> [Short task]:
Express the lines as a JSON list of strings, one string per line and blank lines left out, beginning at the first line of the records and stopping after the line that contains "[10,0,682,378]".

[Rows from a box-labeling dataset]

· · · ·

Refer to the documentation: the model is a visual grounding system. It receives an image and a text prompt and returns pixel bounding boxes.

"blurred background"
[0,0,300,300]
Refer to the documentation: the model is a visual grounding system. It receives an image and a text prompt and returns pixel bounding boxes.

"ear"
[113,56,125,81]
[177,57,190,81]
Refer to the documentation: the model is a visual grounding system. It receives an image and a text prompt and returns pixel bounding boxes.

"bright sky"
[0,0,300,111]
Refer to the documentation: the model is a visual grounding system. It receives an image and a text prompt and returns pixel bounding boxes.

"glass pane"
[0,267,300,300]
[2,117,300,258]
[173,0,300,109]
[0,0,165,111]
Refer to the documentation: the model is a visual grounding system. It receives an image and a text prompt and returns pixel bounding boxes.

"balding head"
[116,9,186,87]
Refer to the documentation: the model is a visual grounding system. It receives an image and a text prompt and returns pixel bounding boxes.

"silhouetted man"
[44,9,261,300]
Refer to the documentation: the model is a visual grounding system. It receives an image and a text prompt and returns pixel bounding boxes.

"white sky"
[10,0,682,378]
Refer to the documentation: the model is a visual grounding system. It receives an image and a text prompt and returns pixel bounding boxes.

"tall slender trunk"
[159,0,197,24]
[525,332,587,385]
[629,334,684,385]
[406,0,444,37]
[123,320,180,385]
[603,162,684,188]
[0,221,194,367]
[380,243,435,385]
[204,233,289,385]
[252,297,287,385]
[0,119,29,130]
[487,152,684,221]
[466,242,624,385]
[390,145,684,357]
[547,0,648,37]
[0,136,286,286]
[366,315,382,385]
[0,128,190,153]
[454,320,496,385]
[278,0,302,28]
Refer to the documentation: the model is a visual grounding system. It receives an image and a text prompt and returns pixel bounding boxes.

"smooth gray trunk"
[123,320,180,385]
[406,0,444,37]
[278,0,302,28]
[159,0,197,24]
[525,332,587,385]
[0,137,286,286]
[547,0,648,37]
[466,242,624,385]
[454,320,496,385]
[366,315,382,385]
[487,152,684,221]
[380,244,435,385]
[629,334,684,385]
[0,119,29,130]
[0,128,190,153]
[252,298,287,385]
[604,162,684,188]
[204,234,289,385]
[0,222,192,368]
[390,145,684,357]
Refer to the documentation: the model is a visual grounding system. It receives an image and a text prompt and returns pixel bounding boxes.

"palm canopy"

· · · ·

> [Task response]:
[
  "Refer to the documentation: the model is a visual grounding system. It receives an image and a text prompt and returns pixel bounding boxes.",
  "\"blurred background\"",
  "[0,0,300,300]",
  "Refer to the documentation: the model is a visual grounding system. It receives an image and a text prompt and returns pixel bounding boxes.",
  "\"ear\"",
  "[113,56,125,81]",
  "[177,57,190,81]",
  "Refer to the documentation: the model is a visual grounding system. It receives an image and a text prompt and returns pixel bounding boxes.",
  "\"bright sky\"",
  "[0,0,300,111]",
  "Refer to the documentation: the model is a visual grounding system. It receives an image and a text prompt and returns pixel bounding boxes.",
  "\"glass pane\"",
  "[0,267,300,300]",
  "[2,117,300,258]",
  "[173,0,300,109]",
  "[0,0,165,111]",
  "Refer to the documentation: the model is a visual grounding system. It receives an image and a text prompt and returns pixel bounding boxes.",
  "\"balding head\"",
  "[116,9,186,87]",
  "Refer to the documentation: the model is a visual grounding system. It receives an image and a text prompt and returns pixel bounding boxes.",
  "\"silhouetted man\"",
  "[44,9,261,300]",
  "Refer to the documentation: the model is a visual grounding system. It receives an image and a text prompt and returns pixel bounding boxes.",
  "\"white sky\"",
  "[10,0,682,378]"
]